Tugas:
Bisakah Anda menuliskan ulang semua baris berikut persis seperti aslinya, tetapi tanpa menyertakan gambarnya?

Bahan yang Diberikan:

● ● ● ●

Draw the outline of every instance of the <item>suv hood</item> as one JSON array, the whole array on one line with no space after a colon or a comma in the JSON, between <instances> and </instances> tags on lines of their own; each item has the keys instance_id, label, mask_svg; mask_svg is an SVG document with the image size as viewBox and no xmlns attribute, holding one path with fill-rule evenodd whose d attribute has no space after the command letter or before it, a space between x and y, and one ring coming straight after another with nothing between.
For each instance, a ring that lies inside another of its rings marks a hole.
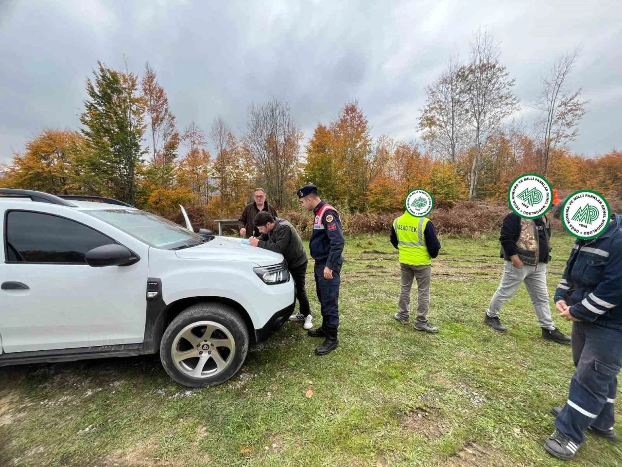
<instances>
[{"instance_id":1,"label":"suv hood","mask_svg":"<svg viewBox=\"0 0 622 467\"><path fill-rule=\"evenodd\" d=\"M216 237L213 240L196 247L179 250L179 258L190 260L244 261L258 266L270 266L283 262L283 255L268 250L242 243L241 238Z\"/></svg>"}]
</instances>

● ● ● ●

Penyelesaian Tugas:
Draw the outline of every instance of the <item>suv hood</item> as one JSON array, the whole array on one line with no space after a colon or a comma in the JSON, between <instances> and </instances> tags on lines of their own; each item has the keys instance_id, label, mask_svg; mask_svg is an SVG document with the image size as viewBox and no xmlns attribute, holding one path with fill-rule evenodd whose d attribute has no space after the command letter or before it, a space between x and y, and one ring coming straight after another with nothing between.
For each instance, a ring that lies inside another of its rings marks a hole.
<instances>
[{"instance_id":1,"label":"suv hood","mask_svg":"<svg viewBox=\"0 0 622 467\"><path fill-rule=\"evenodd\" d=\"M216 237L213 240L196 247L179 250L179 258L190 260L244 261L258 266L270 266L283 262L283 255L268 250L242 243L241 238Z\"/></svg>"}]
</instances>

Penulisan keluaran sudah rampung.